EXTRAIT =
/---

Le Premier Souper, d’Alexander Dickow

Salutations, lecteur. Aujourd’hui, je vais te parler d’un roman de Weird Fiction qui m’a agréablement surpris.

Le Premier Souper, d’Alexander Dickow

volte106-2021

Introduction

Alexander Dickow est un auteur, poète, essayiste et traducteur né en 1979 aux États-Unis. Il écrit aussi bien en français qu’en anglais, et exerce le métier de professeur d’université à Virginia Tech, en littérature. Il est spécialiste de Max Jacob, Blaise Cendrars et Guillaume Apollinaire, et est le directeur scientifique des Cahiers Max Jacob.

Son premier roman, Le Premier souper, est paru aux éditions La Volte en 2021.

En voici la quatrième de couverture :

« Tant de rumeurs courent sur le compte de l’énigmatique Ronce Albène : esprit retors, intendant du royaume, comment vit-il entre son jardin et sa bibliothèque, avec pour tout compagnon un unique serviteur ? Il a dédié sa vie à son grand œuvre, à l’écart du monde. Ronde de cauchemars et de carnavals, travail de recherche ou tissu d’affabulations, le livre du savant traverse des pays hallucinés – Taranque, où l’on se nourrit de silice et de caillasse ; l’Empire phonide, où les humains mènent une lutte impitoyable contre des envahisseurs qui usurpent la chair des êtres vivants… Le livre secret de Ronce vient menacer les moeurs puritaines de la société aurède, dirigée par des hommes qui se nourrissent de leur propre corps et condamnent les allophages, ceux qui osent ingérer la substance d’autres créatures.

\---

[Éléments répertoriés dans un jeu de données]
/---

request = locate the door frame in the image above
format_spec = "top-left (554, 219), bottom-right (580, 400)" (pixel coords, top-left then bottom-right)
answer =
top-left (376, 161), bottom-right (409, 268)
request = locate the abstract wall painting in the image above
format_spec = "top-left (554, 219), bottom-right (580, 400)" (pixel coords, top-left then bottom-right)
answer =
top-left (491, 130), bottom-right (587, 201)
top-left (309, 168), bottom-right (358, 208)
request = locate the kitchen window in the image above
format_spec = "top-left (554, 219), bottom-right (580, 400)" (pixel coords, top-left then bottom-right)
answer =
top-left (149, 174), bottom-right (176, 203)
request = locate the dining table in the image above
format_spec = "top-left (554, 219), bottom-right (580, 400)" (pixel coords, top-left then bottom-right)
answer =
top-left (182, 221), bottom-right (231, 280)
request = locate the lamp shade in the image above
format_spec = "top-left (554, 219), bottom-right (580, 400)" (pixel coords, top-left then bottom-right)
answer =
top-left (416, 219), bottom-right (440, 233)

\---

OBJECTIF ÉNONCÉ 1 =
Répondez aux questions suivantes à partir de l'extrait sur Le Premier Souper :
(a) En quelle année et dans quel pays Alexander Dickow est-il né ?
(b) Chez quel éditeur et en quelle année son premier roman a-t-il paru ?
(c) Selon la quatrième de couverture, de quoi se nourrit-on à Taranque ?
OBJECTIF ÉNONCÉ 2 = Poursuivez l'extrait consacré au roman Le Premier Souper à la suite de sa dernière phrase.

RÉSULTAT PRODUIT 1 =
(a) En 1979, aux États-Unis.
(b) Aux éditions La Volte, en 2021.
(c) De silice et de caillasse.

RÉSULTAT PRODUIT 2 =
Un premier roman qui admet des physiologies autres, primitives ou inouïes. Un roman en éclats, à la langue torrentielle, qui creuse jusqu’à nos tréfonds la question de l’appétit insatiable de l’homme envers les autres, envers le monde – jusqu’à la dévoration. »

Dans mon analyse du roman, je traiterai d’abord de sa structure, puis je m’intéresserai à son aspect Weird.

L’Analyse

Structure enchâssée, polytextualité, métalittérature

Le Premier Souper se divise en trois parties, appelées « Livres », elles-mêmes découpées en chapitres. Ces trois Livres, « La Rapine des nuages », « Une chair commune », mettent en scène trois univers fictifs différents. Le premier décrit un monde postapocalyptique, au sein duquel gronde une révolte ouvrière de mineurs forcés de subir des opérations pour obtenir un système « pétro-digestif », qui leur permet de se nourrir de minéraux et de silices (oui oui) contre ceux qui les exploitent et peuvent toujours se nourrir de mets organiques et supposément disparus, tels que des pommes. Le deuxième met en scène un monde médiéval dans lequel des humains sont confrontés à des « âmes » venues d’une sorte de monde d’idées et d’abstractions pures pour s’alimenter de chair et s’en servir comme vêtement pour s’incarner de manière plus ou moins grotesque. La troisième dépeint une société autoritaire dans laquelle les repas sont un tabou social et doivent donc être pris en solitaire (oui oui), et impliquent l’autophagie, c’est-à-dire que l’on dîne de soi-même (oui oui), sous peine d’être considéré comme un « allophage », tolérable en cas de pratique du végétarisme, au mieux suspecte dans le cas d’un régime carnivore, et au pire passible de peine de mort pour hérésie. À noter que les individus de cet univers se reproduisent par mitose, ce qui marque leur altérité.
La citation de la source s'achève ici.